"Brilho no currículo "
Fonte: Valor Econômico
Data: 27/02/2009
As salas de aula de escolas renomadas - direcionadas à educação executiva - vão abrigar, em 2009, alunos com interesses diferenciados daqueles verificados até setembro do ano passado, quando a crise financeira começou a dar os primeiros sinais de alerta ao mercado. Precavidos, os executivos têm hoje a percepção de que é preciso especializar-se mais e contar com várias alternativas no currículo para ter chances de se manter no trabalho, galgar outros postos ou, se for o caso, encontrar uma nova colocação.
Atentas ao momento, as escolas reveem disciplinas, formatam novos cursos e usam todos os métodos para identificar as necessidades dos alunos e do mercado. Os mais prevenidos não pensam duas vezes para colocar a mão no bolso e bancar, eles próprios, sua capacitação.
Na outra ponta, os "head hunters" traçam estratégias mais adequadas para profissionais que precisam conquistar vagas e, para os que já estão no mercado, garantirem suas posições e até ampliar suas possibilidades. Os esforços são motivados pela percepção de que aqueles que tiverem criatividade e capacidade de enxergar oportunidades onde todos veem ameaças, podem ganhar com a crise.
"Quando a economia está bastante aquecida todos têm a sensação de que tudo está bem. Ao primeiro sinal de que algo vai mal, aumenta a concorrência por vagas que estão livres e aqueles que já ocupam cargos procuram capacitação para se destacar de forma geral", afirma Alberto Luiz Albertin, professor e coordenador de pós-graduação da Fundação Getúlio Vargas (FGV). Conceituada no mundo educativo e corporativo por seus cursos de pós-graduação e MBA, a FGV ainda não tem claro qual será a demanda desses profissionais, mas aposta que a procura pelos cursos crescerá ao longo de 2009.

● **Instrução 1**
Transcreva fielmente o trecho do artigo sobre educação executiva que começa em "Atentas ao momento, as" e segue até "próprios, sua capacitação.".
● **Instrução 2**
Com base no artigo sobre educação executiva, responda:
(a) Em que mês a crise financeira começou a dar os primeiros sinais de alerta ao mercado?
(b) Quem traça estratégias para profissionais que precisam conquistar vagas?
(c) Que funções Alberto Luiz Albertin exerce na Fundação Getúlio Vargas?

● **Material fornecido**
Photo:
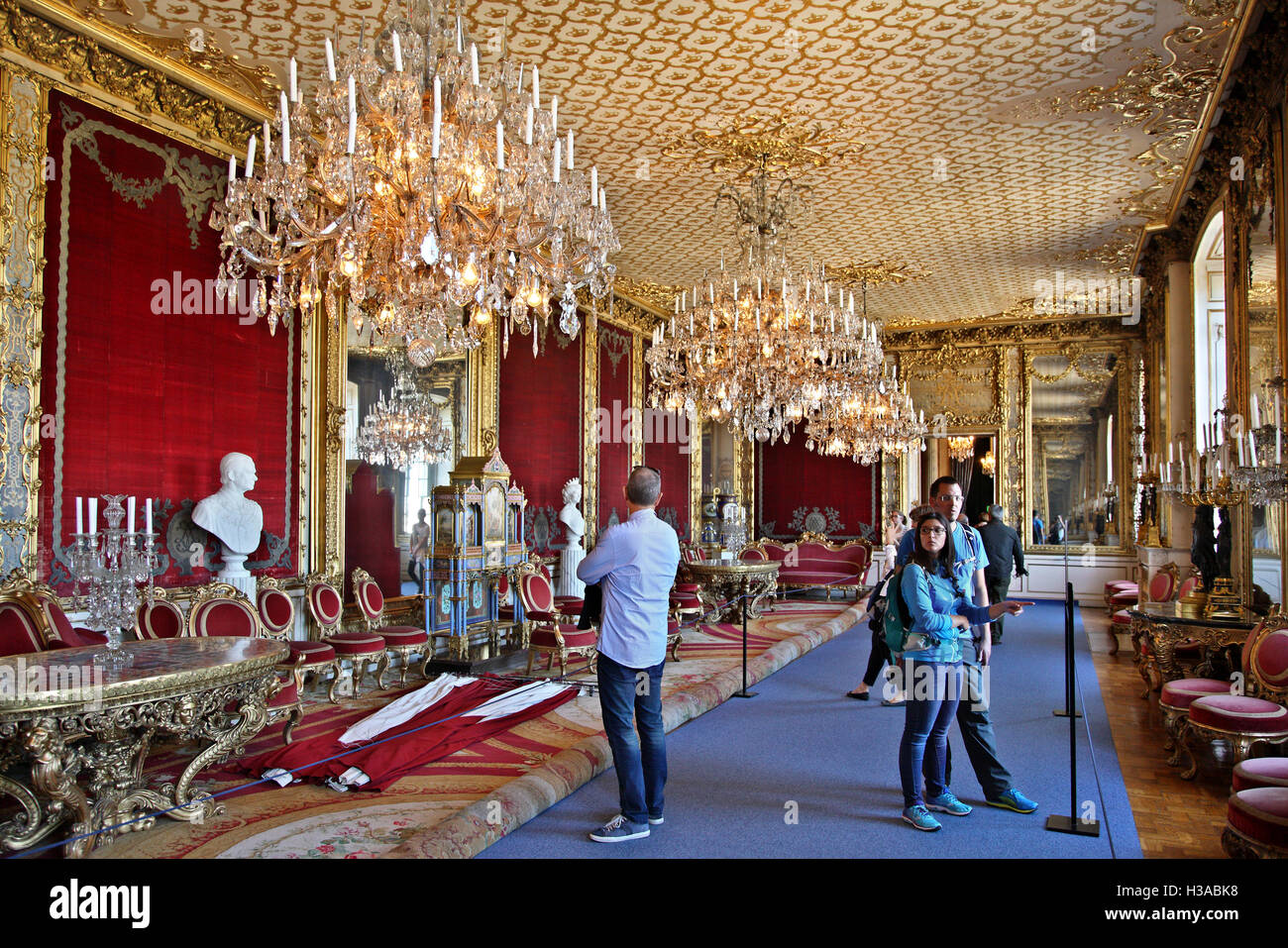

● **Resultado do exercício 1**
Atentas ao momento, as escolas reveem disciplinas, formatam novos cursos e usam todos os métodos para identificar as necessidades dos alunos e do mercado. Os mais prevenidos não pensam duas vezes para colocar a mão no bolso e bancar, eles próprios, sua capacitação.

● **Resultado do exercício 2**
(a) Em setembro do ano passado.
(b) Os "head hunters".
(c) Professor e coordenador de pós-graduação.